__Exercise goal__. Copy each of the records below word for word.
■ ■ ■ ■
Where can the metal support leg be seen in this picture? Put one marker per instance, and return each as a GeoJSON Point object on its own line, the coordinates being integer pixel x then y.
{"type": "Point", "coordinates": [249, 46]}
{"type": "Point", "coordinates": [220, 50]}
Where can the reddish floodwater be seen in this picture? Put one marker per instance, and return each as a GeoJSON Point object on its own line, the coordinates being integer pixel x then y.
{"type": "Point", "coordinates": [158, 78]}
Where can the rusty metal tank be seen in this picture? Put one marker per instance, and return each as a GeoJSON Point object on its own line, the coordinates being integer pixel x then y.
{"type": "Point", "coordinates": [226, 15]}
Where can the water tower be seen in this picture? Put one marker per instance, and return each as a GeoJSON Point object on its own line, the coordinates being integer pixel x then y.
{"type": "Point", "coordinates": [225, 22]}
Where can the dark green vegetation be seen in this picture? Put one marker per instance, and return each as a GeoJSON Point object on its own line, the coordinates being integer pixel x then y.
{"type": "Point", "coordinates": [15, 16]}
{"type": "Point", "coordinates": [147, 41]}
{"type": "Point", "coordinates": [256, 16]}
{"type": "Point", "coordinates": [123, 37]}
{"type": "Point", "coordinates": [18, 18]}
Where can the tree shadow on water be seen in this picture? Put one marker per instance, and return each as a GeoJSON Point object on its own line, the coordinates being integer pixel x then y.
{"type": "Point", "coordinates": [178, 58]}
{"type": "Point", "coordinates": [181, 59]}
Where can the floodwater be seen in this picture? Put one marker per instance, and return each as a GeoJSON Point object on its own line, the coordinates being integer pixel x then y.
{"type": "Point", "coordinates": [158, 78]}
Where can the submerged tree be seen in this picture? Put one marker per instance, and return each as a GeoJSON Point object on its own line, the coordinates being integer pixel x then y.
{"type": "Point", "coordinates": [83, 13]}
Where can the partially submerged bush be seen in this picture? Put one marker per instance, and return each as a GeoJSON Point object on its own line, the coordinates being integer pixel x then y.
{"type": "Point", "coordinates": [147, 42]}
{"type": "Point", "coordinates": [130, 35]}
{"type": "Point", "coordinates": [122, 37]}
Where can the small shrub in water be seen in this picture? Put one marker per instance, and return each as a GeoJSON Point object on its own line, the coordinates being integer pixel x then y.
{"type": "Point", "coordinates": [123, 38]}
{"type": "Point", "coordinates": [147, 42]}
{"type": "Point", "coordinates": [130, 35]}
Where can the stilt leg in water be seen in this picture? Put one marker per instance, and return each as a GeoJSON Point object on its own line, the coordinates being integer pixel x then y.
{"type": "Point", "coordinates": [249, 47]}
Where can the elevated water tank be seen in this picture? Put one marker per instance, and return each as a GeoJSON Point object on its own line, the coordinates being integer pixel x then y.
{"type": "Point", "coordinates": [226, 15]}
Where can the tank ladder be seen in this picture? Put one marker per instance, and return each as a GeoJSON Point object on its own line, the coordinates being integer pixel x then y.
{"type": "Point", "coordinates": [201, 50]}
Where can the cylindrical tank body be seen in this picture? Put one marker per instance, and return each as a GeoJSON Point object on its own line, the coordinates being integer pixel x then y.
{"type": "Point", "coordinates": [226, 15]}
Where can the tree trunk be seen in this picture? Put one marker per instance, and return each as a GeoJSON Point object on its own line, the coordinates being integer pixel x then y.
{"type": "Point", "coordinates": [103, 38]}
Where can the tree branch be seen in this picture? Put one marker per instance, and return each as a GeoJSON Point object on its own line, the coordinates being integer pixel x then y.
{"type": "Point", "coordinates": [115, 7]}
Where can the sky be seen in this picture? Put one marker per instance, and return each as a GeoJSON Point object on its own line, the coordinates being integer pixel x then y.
■ ■ ■ ■
__The response__.
Where can the metal support leg be seen in this picture? Put one marker per instance, and return each as a GeoJSON Point object on its own line, the coordinates being integer pixel x then y.
{"type": "Point", "coordinates": [249, 46]}
{"type": "Point", "coordinates": [220, 50]}
Where can the reddish floodwater be seen in this picture? Put one marker per instance, and return each as a GeoJSON Point object on its own line, the coordinates being integer pixel x then y.
{"type": "Point", "coordinates": [158, 78]}
Where can the rusty metal tank be seen in this picture? Put one marker per instance, and return each as a GeoJSON Point object on its own line, the coordinates being integer pixel x then y.
{"type": "Point", "coordinates": [226, 15]}
Where can the water tower be seen in this picture? Put one marker per instance, and return each as a GeoJSON Point object on its own line, the coordinates being integer pixel x then y.
{"type": "Point", "coordinates": [225, 22]}
Where can the dark green vegetation be seen in this picture? Put one marker per instance, and return each as a GeoJSON Point object on its own line, the coordinates being integer pixel x then y.
{"type": "Point", "coordinates": [15, 16]}
{"type": "Point", "coordinates": [147, 41]}
{"type": "Point", "coordinates": [256, 16]}
{"type": "Point", "coordinates": [123, 37]}
{"type": "Point", "coordinates": [18, 18]}
Where can the tree shadow on water be seen in this picture? Put one marker per instance, and return each as a GeoJSON Point object on its own line, the coordinates being integer pixel x then y.
{"type": "Point", "coordinates": [178, 58]}
{"type": "Point", "coordinates": [181, 59]}
Where can the floodwater be seen in this picture? Put one marker per instance, and return each as a GeoJSON Point object on its own line, the coordinates being integer pixel x then y.
{"type": "Point", "coordinates": [158, 78]}
Where can the submerged tree be seen in this picture? Put one marker per instance, and return each as a GeoJSON Point object on its own line, the coordinates being integer pixel x then y.
{"type": "Point", "coordinates": [83, 13]}
Where can the partially submerged bush be seen in this picture? Put one marker per instance, and return each as a GeoJSON Point object on its own line, the coordinates being integer pixel x then y.
{"type": "Point", "coordinates": [147, 42]}
{"type": "Point", "coordinates": [130, 35]}
{"type": "Point", "coordinates": [122, 37]}
Where can the small shrub in water be seen in this picture? Put one marker per instance, and return each as a GeoJSON Point object on its own line, the coordinates being integer pixel x then y.
{"type": "Point", "coordinates": [123, 38]}
{"type": "Point", "coordinates": [147, 42]}
{"type": "Point", "coordinates": [130, 35]}
Where can the stilt leg in water be seen in this picture? Put one marker per instance, and return each as a GeoJSON Point object on its own line, the coordinates being integer pixel x then y.
{"type": "Point", "coordinates": [249, 47]}
Where can the elevated water tank be seen in this picture? Put one marker per instance, and return each as a GeoJSON Point object on its own line, the coordinates being integer pixel x then y.
{"type": "Point", "coordinates": [226, 15]}
Where can the tank ladder be seen in this picture? Put one marker per instance, and return each as a GeoJSON Point object on its own line, the coordinates being integer pixel x then y.
{"type": "Point", "coordinates": [201, 50]}
Where can the cylindrical tank body be seen in this picture? Put one marker per instance, and return each as a GeoJSON Point object on its own line, the coordinates being integer pixel x then y.
{"type": "Point", "coordinates": [226, 15]}
Where can the tree trunk be seen in this picture? Put one marker per instance, and return each as a GeoJSON Point object on its own line, the coordinates being integer pixel x then y.
{"type": "Point", "coordinates": [103, 38]}
Where can the tree branch be seen in this picture? Put one marker per instance, and return each as a GeoJSON Point object on its own line, the coordinates being integer pixel x then y.
{"type": "Point", "coordinates": [115, 7]}
Where can the sky be seen in this picture? Put one marker per instance, and return each as a GeoJSON Point object on its own line, the coordinates being integer pixel x then y.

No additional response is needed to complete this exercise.